Exercise instructions -> Output all entries exactly as they appear and skip the pictures.

Collected data entries:
◇ ◇ ◇

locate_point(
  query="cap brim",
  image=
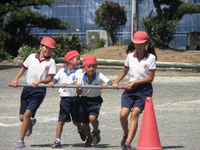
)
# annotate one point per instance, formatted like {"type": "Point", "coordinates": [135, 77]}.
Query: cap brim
{"type": "Point", "coordinates": [138, 41]}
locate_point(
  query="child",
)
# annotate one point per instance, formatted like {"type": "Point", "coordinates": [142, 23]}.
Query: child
{"type": "Point", "coordinates": [40, 69]}
{"type": "Point", "coordinates": [140, 66]}
{"type": "Point", "coordinates": [69, 104]}
{"type": "Point", "coordinates": [91, 99]}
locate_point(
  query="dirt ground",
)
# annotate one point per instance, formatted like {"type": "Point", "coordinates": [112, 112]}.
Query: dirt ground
{"type": "Point", "coordinates": [119, 53]}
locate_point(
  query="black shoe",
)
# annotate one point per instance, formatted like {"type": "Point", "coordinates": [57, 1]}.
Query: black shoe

◇ ◇ ◇

Solution to the problem ->
locate_point(
  query="cap brim",
  image=
)
# annotate one point per instance, formatted like {"type": "Point", "coordinates": [135, 77]}.
Query: cap brim
{"type": "Point", "coordinates": [138, 41]}
locate_point(
  query="child",
)
# annotate one point per instance, formatted like {"type": "Point", "coordinates": [142, 23]}.
Query: child
{"type": "Point", "coordinates": [40, 69]}
{"type": "Point", "coordinates": [140, 66]}
{"type": "Point", "coordinates": [69, 104]}
{"type": "Point", "coordinates": [91, 99]}
locate_point(
  query="dirt ground",
)
# annotate one point per instance, formatted like {"type": "Point", "coordinates": [112, 112]}.
Query: dirt ground
{"type": "Point", "coordinates": [119, 53]}
locate_point(
  query="black shoe",
)
# annotate one point per instance, formatted like {"type": "Point", "coordinates": [57, 1]}.
Query: black shoe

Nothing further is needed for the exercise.